:: PAGE TEXT ::

Figure 1B- This is a
graphical representation of the GWAS performed within the dachshunds
population in order to find regions associated with wire-hair.
The x-axis is the genome, with each gap between hashes being one
chromosome, and the y-axis is the negative log of the P value.
The P value is the chance that the variation and the trait are
associated purely by chance, so the authors were looking for what
locations had the smallest P values, the smallest chance that any
association observed was simply due to chance. The negative log
of a small value is large, so the highest peaks are places of the
lowest chance that the observed connection between variation and trait
is due to random chance.
Figure 1C- This figure is similar to
1B, the only difference is that the data set used to generate this GWAS
was the CanMap data set. The y-axis scale is also 10x the scale
on the 1B, showing that this association is more strongly coorelated
with wire-hair, likely an effect of having almost 10x as many dogs in
the CanMap data set as in the dachshunds data set.
This is a representation of each step they took to limit down the
section that needed to be sequenced, and also what genes are found in
the shared regions. The red rectangle is the associated region
found with the dachshunds data set, the blue rectangle is that could
with the CanMap data set, and the green rectangle is the result of
fine-mapping between the two to find an area of homozygosity between
the two. Below the green rectangle the insertion found through
sequencing and its location is shown. The open boxes on the
bottom of the figure show genes that are in the regions covered by any
of the rectangles. We can see that by the time the region is
limited all the way down after fine-mapping, only the RSPO2 gene is within the region.
2A- The layout of this figure resembles that of 1D because it is
showing the same things, just for hair length instead of wire-hair.
The color coding for rectangles is the same as 1D: red is from
dachshunds GWAS, blue is from CanMap GWAS, and the green is the result
of fine-mapping between the two. The most strongly associated SNP
is shown in it's position within the region and gene, and the open
boxes again show genes in the regions found to be related to the trait
at various steps along the method.
Figure 2B- These are more
pictures to give the reader an idea of exactly what fur trait, curly
hair, is being investigated by the authors.
Figure 2C- This is
supposed to be showing the same idea as 1D and 2A except for curly
hair, but is cut down from those as it only shows the green rectangle
of commonly shared area found after fine-mapping, the strongest
associated SNP after fine-mapping, the strongest SNP association after
sequencing, and the genes within the green rectangle. It shows
that both stron SNPs found are within the KRT71 gene.

:::

ABOUT THIS TASK:
Answer these from the figure descriptions:
(a) What does the y-axis of Figure 1B show?
(b) In the rectangle color coding, what does the red rectangle represent?
(c) According to Figure 2C, which gene contains both strong SNPs?

:: RAW DATA ::

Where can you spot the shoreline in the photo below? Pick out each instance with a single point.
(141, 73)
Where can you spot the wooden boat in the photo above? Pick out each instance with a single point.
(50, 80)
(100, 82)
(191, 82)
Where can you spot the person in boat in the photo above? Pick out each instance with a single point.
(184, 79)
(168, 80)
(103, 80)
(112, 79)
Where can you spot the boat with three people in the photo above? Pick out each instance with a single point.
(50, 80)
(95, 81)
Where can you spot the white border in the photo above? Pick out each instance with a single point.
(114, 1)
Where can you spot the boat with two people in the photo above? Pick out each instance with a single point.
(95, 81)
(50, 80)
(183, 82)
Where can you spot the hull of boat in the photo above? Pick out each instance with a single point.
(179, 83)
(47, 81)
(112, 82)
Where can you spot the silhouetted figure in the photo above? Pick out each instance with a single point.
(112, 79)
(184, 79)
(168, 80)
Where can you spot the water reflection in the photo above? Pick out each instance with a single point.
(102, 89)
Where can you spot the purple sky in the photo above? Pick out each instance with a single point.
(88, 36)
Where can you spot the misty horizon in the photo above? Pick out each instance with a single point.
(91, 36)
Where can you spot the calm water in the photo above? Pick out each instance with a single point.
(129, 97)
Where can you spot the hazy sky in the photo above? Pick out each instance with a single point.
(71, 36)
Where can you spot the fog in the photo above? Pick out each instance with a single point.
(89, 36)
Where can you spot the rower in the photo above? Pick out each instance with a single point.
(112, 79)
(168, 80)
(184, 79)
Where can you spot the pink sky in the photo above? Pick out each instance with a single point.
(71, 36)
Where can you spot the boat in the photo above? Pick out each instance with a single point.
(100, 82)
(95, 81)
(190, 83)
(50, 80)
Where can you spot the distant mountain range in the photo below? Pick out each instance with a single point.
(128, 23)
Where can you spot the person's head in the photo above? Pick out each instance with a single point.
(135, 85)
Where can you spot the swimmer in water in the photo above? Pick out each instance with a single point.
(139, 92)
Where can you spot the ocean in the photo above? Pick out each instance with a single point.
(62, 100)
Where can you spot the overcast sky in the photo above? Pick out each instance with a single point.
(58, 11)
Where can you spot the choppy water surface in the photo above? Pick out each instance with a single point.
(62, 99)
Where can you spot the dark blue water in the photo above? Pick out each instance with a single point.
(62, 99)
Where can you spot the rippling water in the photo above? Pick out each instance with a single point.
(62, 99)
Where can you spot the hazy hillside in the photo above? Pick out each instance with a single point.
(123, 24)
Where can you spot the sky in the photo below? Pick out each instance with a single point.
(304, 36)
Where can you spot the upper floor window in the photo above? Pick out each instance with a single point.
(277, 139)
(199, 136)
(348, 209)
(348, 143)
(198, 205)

:::

WRITTEN ANSWER:
(a) The negative log of the P value.
(b) The associated region found with the dachshunds data set.
(c) KRT71.